------ Exercise inputs ------

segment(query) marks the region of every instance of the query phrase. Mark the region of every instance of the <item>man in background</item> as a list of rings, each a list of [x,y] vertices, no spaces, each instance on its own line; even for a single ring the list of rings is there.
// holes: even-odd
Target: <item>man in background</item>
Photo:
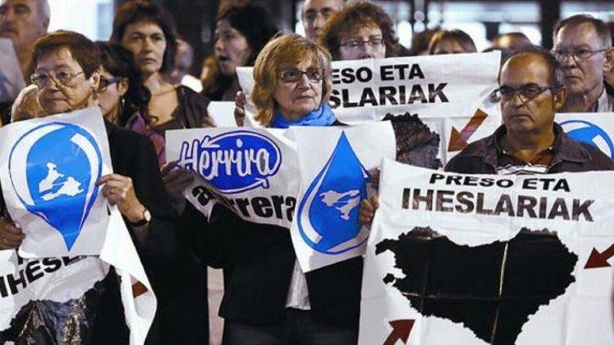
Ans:
[[[307,38],[317,42],[326,20],[340,11],[344,2],[344,0],[305,0],[301,17]]]

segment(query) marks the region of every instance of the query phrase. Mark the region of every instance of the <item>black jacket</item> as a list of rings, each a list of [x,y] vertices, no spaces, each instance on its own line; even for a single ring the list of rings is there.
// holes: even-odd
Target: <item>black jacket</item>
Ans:
[[[162,183],[154,145],[139,134],[106,125],[114,171],[132,179],[137,198],[152,215],[144,241],[133,237],[158,299],[148,344],[204,344],[208,338],[206,271],[176,231],[177,219]]]
[[[297,259],[290,231],[247,222],[220,204],[211,215],[208,223],[188,204],[181,228],[192,230],[203,261],[228,273],[220,316],[252,325],[281,322]],[[355,258],[306,274],[316,322],[358,326],[362,263],[362,257]]]
[[[614,163],[599,149],[573,140],[558,123],[554,126],[554,157],[548,173],[614,169]],[[496,173],[500,149],[497,141],[505,133],[505,127],[501,125],[492,135],[470,144],[448,162],[445,170],[464,174]]]

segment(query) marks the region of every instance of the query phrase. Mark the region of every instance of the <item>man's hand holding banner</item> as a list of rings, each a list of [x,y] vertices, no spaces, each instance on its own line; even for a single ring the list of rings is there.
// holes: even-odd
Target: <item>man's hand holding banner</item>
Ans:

------

| Work to do |
Copy the listing again, starting with the line containing "of the <item>black" and continuing through the end of the listing, and switch every "vertices" to "points" while leaving everything else unchanged.

| Full output |
segment(query) marks the region of every instance of the query phrase. Mark the region of every instance of the <item>black jacket</item> as a list of rings, each a list of [x,y] points, no spaces, each instance on its own line; even for a single ring the list of rings is there.
// holes: even-odd
Target: <item>black jacket</item>
Ans:
[[[162,183],[154,145],[139,134],[106,125],[114,171],[132,179],[137,198],[152,215],[144,241],[133,237],[158,299],[148,344],[204,344],[208,338],[206,271],[176,231],[177,219]]]
[[[297,259],[290,231],[247,222],[220,204],[211,215],[208,223],[188,204],[181,228],[192,230],[203,261],[228,273],[220,316],[252,325],[281,322]],[[355,258],[306,274],[316,322],[358,326],[362,263],[362,257]]]
[[[614,163],[599,149],[573,140],[558,123],[554,126],[554,157],[548,173],[614,169]],[[496,173],[500,149],[497,141],[505,133],[505,127],[501,125],[492,135],[470,144],[448,162],[445,170],[464,174]]]

segment(query) marks the region of every instance of the query phrase. Mark the region of every instance of the <item>man's hand holding banner</item> as a list of rings, each a list of [x,y] points, no spaces, each instance on its own line; even for a single ring the list of rings is there.
// holes: even-odd
Target: <item>man's hand holding banner</item>
Ans:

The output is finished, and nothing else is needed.